Pick out each line that contains the word "spot" and copy it.

* [MATERIAL SHOWN]
________________

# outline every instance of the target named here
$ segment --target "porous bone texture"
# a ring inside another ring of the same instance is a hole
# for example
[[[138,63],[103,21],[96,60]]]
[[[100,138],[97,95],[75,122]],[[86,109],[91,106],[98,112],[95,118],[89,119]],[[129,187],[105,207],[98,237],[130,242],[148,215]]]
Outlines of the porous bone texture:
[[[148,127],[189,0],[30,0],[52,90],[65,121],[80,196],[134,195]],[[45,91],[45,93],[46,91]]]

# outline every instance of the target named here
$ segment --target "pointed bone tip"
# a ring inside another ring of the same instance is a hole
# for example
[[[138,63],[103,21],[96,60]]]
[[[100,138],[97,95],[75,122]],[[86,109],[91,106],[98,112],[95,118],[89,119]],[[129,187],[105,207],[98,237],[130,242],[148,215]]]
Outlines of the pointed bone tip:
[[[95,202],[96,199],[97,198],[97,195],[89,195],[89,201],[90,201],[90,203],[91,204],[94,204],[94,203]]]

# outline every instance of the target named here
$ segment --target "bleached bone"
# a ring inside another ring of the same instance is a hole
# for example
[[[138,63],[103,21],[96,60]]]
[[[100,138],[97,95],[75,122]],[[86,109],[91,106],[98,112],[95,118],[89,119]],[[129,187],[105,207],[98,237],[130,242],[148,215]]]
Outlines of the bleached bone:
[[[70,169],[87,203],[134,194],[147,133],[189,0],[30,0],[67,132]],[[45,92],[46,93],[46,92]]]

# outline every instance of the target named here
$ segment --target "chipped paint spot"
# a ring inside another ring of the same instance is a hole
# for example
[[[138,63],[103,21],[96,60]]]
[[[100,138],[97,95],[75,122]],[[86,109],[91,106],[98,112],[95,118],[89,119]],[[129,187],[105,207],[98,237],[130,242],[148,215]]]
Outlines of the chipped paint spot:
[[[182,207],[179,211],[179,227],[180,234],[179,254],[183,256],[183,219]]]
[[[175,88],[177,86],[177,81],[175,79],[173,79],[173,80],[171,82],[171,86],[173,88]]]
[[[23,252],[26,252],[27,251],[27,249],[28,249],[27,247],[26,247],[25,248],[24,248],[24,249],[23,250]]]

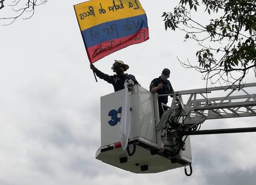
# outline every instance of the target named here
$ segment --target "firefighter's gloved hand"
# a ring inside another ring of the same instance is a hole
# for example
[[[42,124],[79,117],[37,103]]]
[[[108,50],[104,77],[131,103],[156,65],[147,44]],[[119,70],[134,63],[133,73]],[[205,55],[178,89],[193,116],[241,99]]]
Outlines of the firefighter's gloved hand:
[[[94,65],[92,64],[91,64],[90,65],[90,67],[91,68],[91,69],[92,69],[93,71],[95,71],[97,69],[97,68],[96,68],[95,66],[94,66]]]

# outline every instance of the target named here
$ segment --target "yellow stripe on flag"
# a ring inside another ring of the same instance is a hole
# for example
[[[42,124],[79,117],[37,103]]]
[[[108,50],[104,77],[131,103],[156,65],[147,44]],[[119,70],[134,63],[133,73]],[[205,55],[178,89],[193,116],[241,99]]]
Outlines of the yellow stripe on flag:
[[[92,0],[74,5],[80,29],[145,13],[139,0]]]

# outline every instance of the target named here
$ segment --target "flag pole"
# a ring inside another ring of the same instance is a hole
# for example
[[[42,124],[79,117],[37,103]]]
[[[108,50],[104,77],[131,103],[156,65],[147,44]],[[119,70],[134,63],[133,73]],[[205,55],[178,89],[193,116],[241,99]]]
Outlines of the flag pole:
[[[95,75],[95,73],[94,72],[94,71],[93,71],[93,74],[94,75],[94,77],[95,78],[95,80],[96,81],[96,82],[98,82],[98,81],[97,80],[97,79],[96,77],[96,75]]]

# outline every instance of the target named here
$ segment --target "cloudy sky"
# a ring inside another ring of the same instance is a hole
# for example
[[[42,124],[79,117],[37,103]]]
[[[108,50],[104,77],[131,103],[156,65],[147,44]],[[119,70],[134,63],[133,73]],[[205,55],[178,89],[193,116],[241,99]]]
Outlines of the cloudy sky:
[[[164,30],[162,12],[179,1],[140,0],[150,39],[95,66],[110,74],[114,60],[122,60],[130,66],[127,72],[147,89],[165,67],[175,90],[205,87],[200,74],[182,67],[177,59],[195,61],[198,46],[182,42],[184,33]],[[49,0],[31,19],[0,26],[0,184],[255,184],[254,133],[191,137],[190,177],[183,168],[136,174],[95,159],[100,145],[100,97],[114,90],[100,79],[96,83],[90,69],[73,7],[82,2]],[[0,17],[13,13],[7,6]],[[249,74],[246,80],[255,79]],[[207,121],[202,128],[255,126],[255,121]]]

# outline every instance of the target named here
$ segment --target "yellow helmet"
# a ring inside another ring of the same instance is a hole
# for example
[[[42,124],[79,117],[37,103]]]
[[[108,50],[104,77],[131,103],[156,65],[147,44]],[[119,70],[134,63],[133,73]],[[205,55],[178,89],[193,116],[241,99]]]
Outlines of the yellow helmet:
[[[124,71],[125,71],[129,68],[129,66],[128,65],[124,64],[122,61],[120,60],[115,60],[115,63],[113,64],[113,65],[111,67],[111,69],[113,70],[114,72],[116,72],[116,68],[119,66],[122,66],[124,68]]]

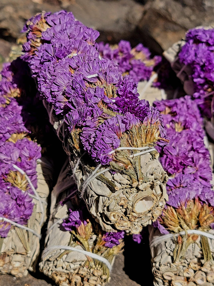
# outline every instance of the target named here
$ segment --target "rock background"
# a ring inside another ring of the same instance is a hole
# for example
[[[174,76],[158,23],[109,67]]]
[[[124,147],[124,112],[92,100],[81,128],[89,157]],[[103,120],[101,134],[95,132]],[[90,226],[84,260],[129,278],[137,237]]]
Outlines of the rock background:
[[[213,0],[0,0],[0,64],[28,19],[43,10],[62,9],[99,30],[99,41],[113,43],[127,40],[133,46],[141,42],[154,54],[161,54],[188,29],[214,24]],[[152,285],[146,228],[145,232],[139,245],[126,238],[124,251],[117,258],[106,286]],[[55,285],[38,271],[24,278],[0,276],[0,286],[13,285]]]

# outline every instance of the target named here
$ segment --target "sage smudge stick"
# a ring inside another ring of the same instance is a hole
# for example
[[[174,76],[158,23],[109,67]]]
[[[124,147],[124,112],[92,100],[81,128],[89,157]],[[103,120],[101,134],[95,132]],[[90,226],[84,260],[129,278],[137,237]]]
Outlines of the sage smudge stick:
[[[29,108],[34,85],[27,66],[18,59],[5,64],[1,73],[0,273],[21,277],[35,270],[51,164],[32,140],[37,137]]]
[[[99,33],[72,13],[38,14],[23,31],[22,58],[88,209],[104,230],[139,233],[167,199],[154,148],[168,142],[157,109],[139,100],[136,84],[113,61],[100,58]]]
[[[67,160],[51,195],[51,215],[40,271],[56,284],[103,285],[110,279],[124,231],[105,233],[92,219],[69,174]]]
[[[154,104],[170,142],[159,150],[169,200],[150,228],[154,285],[212,285],[214,192],[203,119],[190,96]]]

________________

* [EXERCISE RESULT]
$ segment --target "chipped paint spot"
Outlines of the chipped paint spot:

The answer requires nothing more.